Because I was so bored I had started to question the meaning of life as much as
Philip did when he suffered so much and profited so little in the experience of
living the world. It was such a difficult question. I don’t really know why I can never get over the side of mortality in human’s life. Haven said that, it gradually ceases to bother me much these days. What bothers me is why it is so difficult to get on with life.

More often than not, people only tend to get a handle on their life after they arrive at a certain age. Like the couple I met yesterday and the student, who is
a multinational company runner, I teach now. The couple were all in their forties and my student in his fifties. It seems a fact that success comes only after years-long experience. But why can’t one achieve that earlier than that? It is actually quite dreadful for me to imagine that I maybe will be ending up in a similar situation.

My friend’s mother has a strange philosophy of life. She thinks any job is good
as long as it comes with stability. I am actually quite annoyed to hear her repeat to me her ways of thinking. In her opinion I should always keep the job in the roadside restaurant. She said she wished to work there in her summer holiday
break. But I know she couldn’t handle it. In the far past maybe she could, but
not after enjoying her comfort in her life so many years.

On the other hand I don’t think I mind about hardship. What made me quit the job is not the menial hardship, but the opportunity cost that fleets by. There are
so many people who work on shifts there complain about the boredom of the work,
and some of them have been complaining for seven years. They don’t quit because the job doesn’t require any intellectual side of it. But I feel that the brain or mind is like a ladder. Once you get onto a certain stage, certain things will start to dread you.

====

◆ Work instructions ◆
#1 Extract word for word the part of the essay on boredom and work starting at "My friend’s mother" and ending at "so many years.".
#2 Continue the essay on boredom and work, picking up right after its last sentence.

◆ Dataset section ◆
====

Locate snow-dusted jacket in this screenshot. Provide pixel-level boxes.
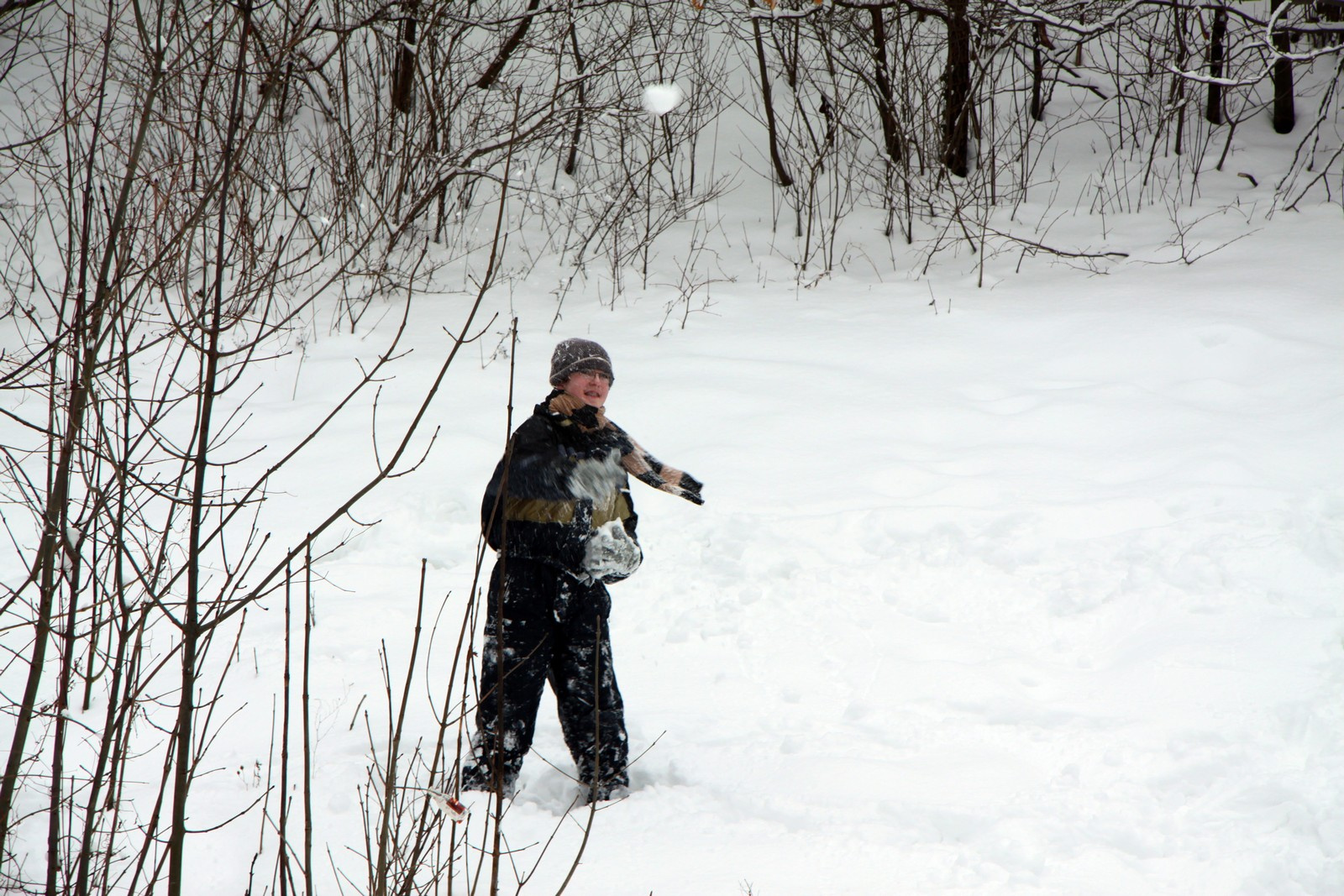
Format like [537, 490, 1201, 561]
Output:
[481, 392, 638, 582]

====

◆ Answers by task ◆
#1
My friend’s mother has a strange philosophy of life. She thinks any job is good
as long as it comes with stability. I am actually quite annoyed to hear her repeat to me her ways of thinking. In her opinion I should always keep the job in the roadside restaurant. She said she wished to work there in her summer holiday
break. But I know she couldn’t handle it. In the far past maybe she could, but
not after enjoying her comfort in her life so many years.

#2
In a way that’s probably why, more often than not, the intellectual are less happy than the illiterate. What the illiterate can put up with is oftentimes intolerable for the intellectual, because the knowledge gained by the latter opened up a lot of other sides of the world. People in the roadside restaurant probably
think I am queer, because during the breaks I would prefer reading than gossiping and chaffing other people. Philip said sometimes he felt the loneliest when he was in the crowd, I felt the same. I wished I were miles away when people didn
’t understand me but try to make me out.

This afternoon I was sitting in the garden alone, when I suddenly realized that
I was actually alone. The chickens quietly rambled around at the other side of the fence. I sat at the bench in the sunshine and the sun beams drew shades on the grass through the garden tree. By my side there was a square pot of small pink
flowers blooming in the sun. I suddenly gained a feeling of tranquility. It made me almost want to sob. It was such a warm feeling. I felt that I had been beaten up during the past few weeks, now finally I started to heal up.

But I don’t regret the experience, both physically and mentally. In Of Human Bondage Philip was once given a Parisian rug and was told to liken it to life. The
threads of the rug were like experiences you gain in the life as you go along.
Good or bad, they would all be woven to complete your rug of life. And that rug
is yours whether you like it or not. For me I can hardly imagine what mine will
look like in the end, but here I will borrow one sentence from Rabindranath Tagore to express my hopes and end this article: “Let Life be beautiful like summer
flowers and death like autumn leaves.”